►

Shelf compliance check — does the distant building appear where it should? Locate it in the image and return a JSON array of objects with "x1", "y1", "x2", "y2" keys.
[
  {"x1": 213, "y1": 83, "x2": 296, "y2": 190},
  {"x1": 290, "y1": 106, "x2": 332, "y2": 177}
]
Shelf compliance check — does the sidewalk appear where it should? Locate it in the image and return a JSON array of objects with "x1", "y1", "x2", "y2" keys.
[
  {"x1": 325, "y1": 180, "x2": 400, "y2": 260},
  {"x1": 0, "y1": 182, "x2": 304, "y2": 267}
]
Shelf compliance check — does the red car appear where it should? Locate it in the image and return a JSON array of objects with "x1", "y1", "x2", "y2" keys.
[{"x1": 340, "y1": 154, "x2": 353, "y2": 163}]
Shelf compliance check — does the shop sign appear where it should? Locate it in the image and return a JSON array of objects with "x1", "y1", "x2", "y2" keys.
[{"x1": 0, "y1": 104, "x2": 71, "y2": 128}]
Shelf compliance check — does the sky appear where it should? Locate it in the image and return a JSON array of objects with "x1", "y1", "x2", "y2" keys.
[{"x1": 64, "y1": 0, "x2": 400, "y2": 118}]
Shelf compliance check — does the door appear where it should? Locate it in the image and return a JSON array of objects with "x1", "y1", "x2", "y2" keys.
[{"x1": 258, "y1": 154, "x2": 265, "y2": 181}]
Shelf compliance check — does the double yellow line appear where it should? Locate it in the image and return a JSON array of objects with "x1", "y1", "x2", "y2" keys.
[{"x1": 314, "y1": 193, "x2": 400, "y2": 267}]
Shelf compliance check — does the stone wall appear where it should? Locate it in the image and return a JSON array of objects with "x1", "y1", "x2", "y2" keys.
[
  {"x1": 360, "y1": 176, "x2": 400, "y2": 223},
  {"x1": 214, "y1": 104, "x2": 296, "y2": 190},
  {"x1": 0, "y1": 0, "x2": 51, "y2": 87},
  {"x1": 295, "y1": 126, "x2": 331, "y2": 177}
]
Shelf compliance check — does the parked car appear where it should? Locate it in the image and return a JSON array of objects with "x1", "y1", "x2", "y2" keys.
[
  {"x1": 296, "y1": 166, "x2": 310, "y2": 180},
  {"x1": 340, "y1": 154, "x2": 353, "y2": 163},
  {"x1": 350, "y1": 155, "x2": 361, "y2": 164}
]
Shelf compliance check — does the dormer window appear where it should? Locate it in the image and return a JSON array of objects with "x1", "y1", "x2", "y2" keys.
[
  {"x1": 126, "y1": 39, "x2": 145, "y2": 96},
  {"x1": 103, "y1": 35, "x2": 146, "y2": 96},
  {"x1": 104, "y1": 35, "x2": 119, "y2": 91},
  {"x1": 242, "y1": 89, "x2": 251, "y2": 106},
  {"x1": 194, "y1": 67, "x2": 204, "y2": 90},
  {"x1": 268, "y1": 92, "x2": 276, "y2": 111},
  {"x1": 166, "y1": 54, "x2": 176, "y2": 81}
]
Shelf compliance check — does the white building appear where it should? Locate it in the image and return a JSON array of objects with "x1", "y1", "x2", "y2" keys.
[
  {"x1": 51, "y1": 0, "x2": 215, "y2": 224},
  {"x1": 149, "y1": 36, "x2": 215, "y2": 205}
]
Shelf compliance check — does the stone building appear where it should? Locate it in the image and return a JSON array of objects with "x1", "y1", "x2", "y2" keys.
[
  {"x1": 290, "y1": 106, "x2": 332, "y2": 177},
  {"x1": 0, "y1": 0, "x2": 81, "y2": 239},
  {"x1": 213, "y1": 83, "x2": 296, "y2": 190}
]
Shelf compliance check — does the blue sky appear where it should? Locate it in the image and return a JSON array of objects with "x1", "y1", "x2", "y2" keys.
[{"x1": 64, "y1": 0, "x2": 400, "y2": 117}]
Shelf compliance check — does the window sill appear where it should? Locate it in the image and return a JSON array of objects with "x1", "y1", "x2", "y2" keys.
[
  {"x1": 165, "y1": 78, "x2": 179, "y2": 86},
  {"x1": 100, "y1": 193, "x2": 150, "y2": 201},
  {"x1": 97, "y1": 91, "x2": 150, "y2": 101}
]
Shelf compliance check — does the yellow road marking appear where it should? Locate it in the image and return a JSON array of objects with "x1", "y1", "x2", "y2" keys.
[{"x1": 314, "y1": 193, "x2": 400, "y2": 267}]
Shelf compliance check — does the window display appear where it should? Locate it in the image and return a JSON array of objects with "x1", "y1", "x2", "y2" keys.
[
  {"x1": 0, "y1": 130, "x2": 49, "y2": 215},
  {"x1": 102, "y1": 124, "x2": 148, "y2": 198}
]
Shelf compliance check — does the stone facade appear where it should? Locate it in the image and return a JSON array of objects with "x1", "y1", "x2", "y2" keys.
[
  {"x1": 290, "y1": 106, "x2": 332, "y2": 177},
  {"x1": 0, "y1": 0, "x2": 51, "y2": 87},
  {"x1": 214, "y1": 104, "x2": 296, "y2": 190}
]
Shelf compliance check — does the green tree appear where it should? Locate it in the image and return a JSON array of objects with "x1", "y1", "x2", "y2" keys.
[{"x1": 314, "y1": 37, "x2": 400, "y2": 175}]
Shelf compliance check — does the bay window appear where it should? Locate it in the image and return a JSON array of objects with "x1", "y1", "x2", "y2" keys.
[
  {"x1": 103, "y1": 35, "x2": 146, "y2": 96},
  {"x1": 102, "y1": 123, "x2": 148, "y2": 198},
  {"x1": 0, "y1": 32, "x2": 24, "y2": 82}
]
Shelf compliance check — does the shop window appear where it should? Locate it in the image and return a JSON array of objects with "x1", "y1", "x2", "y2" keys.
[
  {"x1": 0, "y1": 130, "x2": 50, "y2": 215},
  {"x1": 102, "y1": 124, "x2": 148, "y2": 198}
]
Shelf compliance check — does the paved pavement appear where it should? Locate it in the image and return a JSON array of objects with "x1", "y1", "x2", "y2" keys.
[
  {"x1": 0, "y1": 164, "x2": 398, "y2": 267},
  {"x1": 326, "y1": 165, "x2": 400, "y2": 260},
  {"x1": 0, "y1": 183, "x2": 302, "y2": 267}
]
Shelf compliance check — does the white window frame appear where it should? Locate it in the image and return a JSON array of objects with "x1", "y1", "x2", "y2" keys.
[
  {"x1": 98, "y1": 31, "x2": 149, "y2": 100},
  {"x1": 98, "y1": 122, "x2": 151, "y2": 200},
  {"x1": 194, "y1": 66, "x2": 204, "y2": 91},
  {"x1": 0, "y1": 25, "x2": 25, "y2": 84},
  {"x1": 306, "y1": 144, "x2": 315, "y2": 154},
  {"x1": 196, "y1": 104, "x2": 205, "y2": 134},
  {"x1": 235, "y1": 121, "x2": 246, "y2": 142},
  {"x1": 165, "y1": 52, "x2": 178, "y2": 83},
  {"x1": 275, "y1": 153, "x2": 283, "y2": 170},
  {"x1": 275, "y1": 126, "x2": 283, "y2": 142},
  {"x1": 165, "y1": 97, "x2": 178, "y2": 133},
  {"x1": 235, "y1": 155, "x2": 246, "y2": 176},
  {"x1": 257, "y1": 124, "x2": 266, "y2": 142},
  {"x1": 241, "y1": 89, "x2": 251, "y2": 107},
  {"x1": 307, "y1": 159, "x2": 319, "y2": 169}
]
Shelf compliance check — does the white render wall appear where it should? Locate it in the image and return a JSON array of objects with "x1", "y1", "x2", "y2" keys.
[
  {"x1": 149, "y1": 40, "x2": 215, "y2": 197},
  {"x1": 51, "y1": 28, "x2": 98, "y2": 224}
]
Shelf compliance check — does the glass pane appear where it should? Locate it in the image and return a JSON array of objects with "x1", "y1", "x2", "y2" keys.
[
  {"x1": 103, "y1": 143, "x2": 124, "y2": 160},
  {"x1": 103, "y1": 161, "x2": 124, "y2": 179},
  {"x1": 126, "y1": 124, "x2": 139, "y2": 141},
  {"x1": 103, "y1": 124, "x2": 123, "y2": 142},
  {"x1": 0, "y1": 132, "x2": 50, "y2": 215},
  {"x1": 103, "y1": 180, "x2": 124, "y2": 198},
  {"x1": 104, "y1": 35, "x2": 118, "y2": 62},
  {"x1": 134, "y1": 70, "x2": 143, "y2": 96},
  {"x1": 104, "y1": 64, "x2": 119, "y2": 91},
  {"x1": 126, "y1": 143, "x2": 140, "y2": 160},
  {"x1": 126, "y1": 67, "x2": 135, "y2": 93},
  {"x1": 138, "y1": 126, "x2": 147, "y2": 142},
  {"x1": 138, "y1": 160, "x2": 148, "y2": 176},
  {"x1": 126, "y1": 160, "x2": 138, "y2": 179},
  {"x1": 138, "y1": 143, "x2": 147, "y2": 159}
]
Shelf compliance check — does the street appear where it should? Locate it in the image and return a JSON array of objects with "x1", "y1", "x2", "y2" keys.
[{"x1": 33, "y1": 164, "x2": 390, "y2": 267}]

◄

=== TASK OBJECTIVE ===
Which lines in the rows above contain the string "shop"? Gather every one of them and copy each line in full.

=== RESULT ===
Shelf compliance check — does the shop sign appear where it should? Locate it in the image and return a JSON array of objects with "x1", "y1", "x2", "y2" keys.
Shelf compliance check — does the shop window appear where it should? Locate it in the image and return a JSON array of objects with "x1", "y1", "x2", "y2" keys.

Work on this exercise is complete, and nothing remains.